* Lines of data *
— begin —
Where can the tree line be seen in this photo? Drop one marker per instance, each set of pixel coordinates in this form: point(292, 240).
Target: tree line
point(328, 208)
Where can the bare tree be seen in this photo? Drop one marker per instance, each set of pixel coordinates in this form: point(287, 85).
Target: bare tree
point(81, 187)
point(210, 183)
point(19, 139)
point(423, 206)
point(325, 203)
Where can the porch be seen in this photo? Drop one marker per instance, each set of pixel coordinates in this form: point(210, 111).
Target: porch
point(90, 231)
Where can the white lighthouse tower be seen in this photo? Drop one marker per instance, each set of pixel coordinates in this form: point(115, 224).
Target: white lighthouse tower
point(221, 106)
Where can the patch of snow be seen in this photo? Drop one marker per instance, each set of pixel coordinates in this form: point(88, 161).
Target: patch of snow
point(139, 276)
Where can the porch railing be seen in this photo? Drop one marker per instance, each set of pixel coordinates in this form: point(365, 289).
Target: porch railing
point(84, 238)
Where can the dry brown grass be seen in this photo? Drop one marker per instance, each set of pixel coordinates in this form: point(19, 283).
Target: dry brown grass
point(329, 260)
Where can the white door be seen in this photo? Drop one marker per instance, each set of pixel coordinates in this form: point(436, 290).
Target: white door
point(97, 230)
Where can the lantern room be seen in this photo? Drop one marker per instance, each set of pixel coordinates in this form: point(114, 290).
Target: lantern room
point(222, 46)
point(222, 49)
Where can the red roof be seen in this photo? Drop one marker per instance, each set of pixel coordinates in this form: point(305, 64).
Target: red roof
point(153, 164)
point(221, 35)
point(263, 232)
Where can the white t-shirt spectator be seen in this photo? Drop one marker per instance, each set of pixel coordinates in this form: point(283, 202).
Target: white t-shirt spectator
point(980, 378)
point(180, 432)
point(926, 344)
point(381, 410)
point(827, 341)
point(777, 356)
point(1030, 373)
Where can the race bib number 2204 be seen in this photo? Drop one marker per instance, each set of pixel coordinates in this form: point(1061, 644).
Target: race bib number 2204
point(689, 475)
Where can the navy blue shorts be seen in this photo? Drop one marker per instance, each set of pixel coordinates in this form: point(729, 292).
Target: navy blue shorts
— end —
* EXERCISE PROMPT *
Quote the entire listing above exactly.

* EXERCISE RESULT *
Where can the tree line be seen in this photo? Drop one marker per instance, each set of pixel coordinates in this form: point(292, 240).
Target: tree line
point(328, 208)
Where can the bare tree be seen in this photo? Drop one marker per instance, each set of pixel coordinates in this form: point(287, 85).
Target: bare tree
point(81, 187)
point(210, 183)
point(19, 139)
point(423, 206)
point(325, 203)
Where can the porch be seen in this photo? Drop one marker per instance, each set of pixel coordinates in this form: point(210, 111).
Target: porch
point(90, 231)
Where can the white lighthouse tower be seen in this photo? Drop one marker per instance, each set of pixel coordinates in this form: point(115, 224).
Target: white lighthouse tower
point(221, 106)
Where can the patch of snow be seen in this photo? Drop one marker per instance, each set of pixel coordinates in this form: point(88, 161).
Target: patch of snow
point(139, 276)
Where can the porch railing be seen in this photo? Drop one marker per instance, each set of pixel coordinates in this form: point(365, 289).
Target: porch railing
point(84, 238)
Where can the dry brown grass be seen in this photo? Drop one marker per instance, each set of pixel coordinates in this form: point(19, 283).
Target: dry brown grass
point(329, 260)
Where can the white door be seen in this photo? Drop one marker per instance, each set of pixel coordinates in this form: point(436, 290).
Target: white door
point(97, 230)
Where can the lantern room be seen in this photo? Drop one marker per instance, each set of pixel coordinates in this form: point(114, 290).
Target: lantern room
point(222, 46)
point(222, 49)
Where can the red roof be seen in this photo? Drop one marker per instance, each set of pixel coordinates in this form: point(305, 64).
Target: red roof
point(153, 164)
point(221, 35)
point(263, 232)
Where can the white t-shirt spectator be seen in this photo? Drop one marker per instance, each set of pixel coordinates in this form: point(283, 202).
Target: white t-shirt spectator
point(980, 378)
point(180, 432)
point(926, 344)
point(381, 410)
point(827, 341)
point(777, 356)
point(1030, 373)
Where can the race bib number 2204 be seen in this photo? Drop one marker per instance, each set of pixel coordinates in this form: point(1061, 644).
Target: race bib number 2204
point(689, 475)
Where can the navy blue shorts be seen in this photo? Drop one marker per instance, each set of pixel coordinates in this form: point(729, 292).
Target: navy blue shorts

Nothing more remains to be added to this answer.